Supplied data:

# # # #

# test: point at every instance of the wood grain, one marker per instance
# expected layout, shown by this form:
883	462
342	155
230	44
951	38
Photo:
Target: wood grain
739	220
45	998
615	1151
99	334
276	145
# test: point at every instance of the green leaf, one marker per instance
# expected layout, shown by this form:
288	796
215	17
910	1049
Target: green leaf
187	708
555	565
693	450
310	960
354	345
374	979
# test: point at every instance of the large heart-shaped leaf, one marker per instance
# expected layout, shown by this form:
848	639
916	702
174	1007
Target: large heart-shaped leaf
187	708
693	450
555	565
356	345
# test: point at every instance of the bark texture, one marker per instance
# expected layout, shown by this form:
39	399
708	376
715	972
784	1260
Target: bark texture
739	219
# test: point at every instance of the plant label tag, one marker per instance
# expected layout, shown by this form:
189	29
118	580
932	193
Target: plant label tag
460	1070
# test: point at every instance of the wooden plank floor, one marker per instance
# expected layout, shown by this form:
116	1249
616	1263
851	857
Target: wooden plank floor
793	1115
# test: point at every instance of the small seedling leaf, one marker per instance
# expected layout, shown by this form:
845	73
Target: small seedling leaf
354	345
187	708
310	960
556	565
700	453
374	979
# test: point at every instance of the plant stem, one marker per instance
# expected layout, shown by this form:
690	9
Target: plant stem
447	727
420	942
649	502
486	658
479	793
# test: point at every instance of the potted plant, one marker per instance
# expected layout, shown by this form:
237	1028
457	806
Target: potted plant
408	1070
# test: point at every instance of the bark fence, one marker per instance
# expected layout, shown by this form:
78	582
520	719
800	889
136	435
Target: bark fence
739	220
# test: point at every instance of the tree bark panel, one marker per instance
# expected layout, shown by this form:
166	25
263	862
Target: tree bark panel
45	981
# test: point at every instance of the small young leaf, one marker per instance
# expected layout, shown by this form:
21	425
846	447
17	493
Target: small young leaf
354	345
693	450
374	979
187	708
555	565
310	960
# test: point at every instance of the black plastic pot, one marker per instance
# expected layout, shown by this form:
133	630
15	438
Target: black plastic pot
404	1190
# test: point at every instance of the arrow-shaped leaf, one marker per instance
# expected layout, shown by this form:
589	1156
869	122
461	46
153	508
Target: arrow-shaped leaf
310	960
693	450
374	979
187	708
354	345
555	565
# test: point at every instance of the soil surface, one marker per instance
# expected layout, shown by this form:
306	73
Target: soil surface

# # # #

Task: Give the data again, exactly as it stands.

Output of the exercise:
# test: point at every instance of the wood grain, one marker per instance
# expected layout, shown by this form:
883	462
342	155
230	44
951	38
Photo:
Target: wood grain
739	220
45	998
615	1151
99	334
276	145
# test: point at every instance of the green leaf, one marker per instance
# expected layout, shown by this form:
288	796
215	17
910	1049
Target: green leaf
187	708
555	565
693	450
310	960
354	345
374	979
# test: point at every instance of the large heart-shaped leaf, one marker per instance
# expected layout, shown by this form:
848	639
916	702
174	1007
Target: large heart-shaped leaf
187	708
693	450
555	565
356	345
# test: point at every instance of the bark texture, one marker per instance
# expected layout, shown by this form:
39	399
708	376
715	972
784	1260
Target: bark texture
739	219
# test: point at every instance of the plant label tag, one marker per instance
# expected layout, shown by this form:
189	29
118	580
932	193
Target: plant label tag
460	1070
# test: point at every instance of the wooden plank floor, one marker per instance
# expected layout, shown by this form:
116	1249
616	1263
851	857
Target: wooden plank floor
793	1115
# test: point at every instance of the small seedling leaf, one marker per instance
# expected layout, shown by this form:
845	73
Target: small seedling leaf
354	345
187	708
310	960
556	565
700	453
374	979
# test: point at every instance of the plant stem, one marker per instance
# expected layout, shown by this form:
690	9
Target: plant stem
447	727
420	942
649	502
486	658
479	793
# test: point at every instance of the potted plant, one marker per instance
# expected layout, shown by this form:
237	1028
457	806
Target: potted plant
408	1070
# test: point at every instance of the bark fence, one marker per instance
# expected layout, shown by this form:
78	582
520	719
800	889
136	435
Target: bark fence
739	220
# test: point at every instance of the tree bark panel, one marker per instance
# expected layout, shown by this form:
166	25
263	862
Target: tree bark panel
45	981
# test: point at every instance of the small young leaf, one marker per instance
# expected layout, shown by this form:
21	425
846	447
17	493
Target: small young leaf
354	345
693	450
374	979
187	708
555	565
310	960
# test: point at every instance of the black plastic pot, one marker per instance
# expected layout, shown by this form:
133	630
15	438
Target: black plastic pot
404	1190
# test: point at every instance of the arrow-shaped leaf, one marker per instance
# expected layout, shown by this form:
589	1156
869	122
461	46
153	508
Target: arrow-shaped leaf
310	960
693	450
374	979
187	708
354	345
555	565
# test: point at every instance of the soil surface, one marker per instance
# expected layout, shown by this form:
306	73
Target: soil surface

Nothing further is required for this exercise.